[Records shown]
>> Begin

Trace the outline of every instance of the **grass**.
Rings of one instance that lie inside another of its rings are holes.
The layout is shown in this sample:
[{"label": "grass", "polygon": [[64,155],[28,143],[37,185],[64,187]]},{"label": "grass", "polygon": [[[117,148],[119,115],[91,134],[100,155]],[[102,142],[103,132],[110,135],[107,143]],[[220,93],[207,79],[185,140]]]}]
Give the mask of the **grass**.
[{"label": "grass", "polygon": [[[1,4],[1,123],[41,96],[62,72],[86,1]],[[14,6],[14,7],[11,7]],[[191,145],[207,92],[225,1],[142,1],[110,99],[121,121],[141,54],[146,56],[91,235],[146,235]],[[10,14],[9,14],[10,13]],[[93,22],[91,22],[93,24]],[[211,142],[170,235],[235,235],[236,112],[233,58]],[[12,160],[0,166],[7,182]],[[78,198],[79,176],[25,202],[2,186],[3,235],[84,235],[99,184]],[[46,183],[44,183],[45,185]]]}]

>> End

[Short problem]
Copy each line of the material that contains the word "instance". Case counts.

[In response]
Trace the outline of every instance of the **grass**.
Rings of one instance that lie inside another of its rings are holes.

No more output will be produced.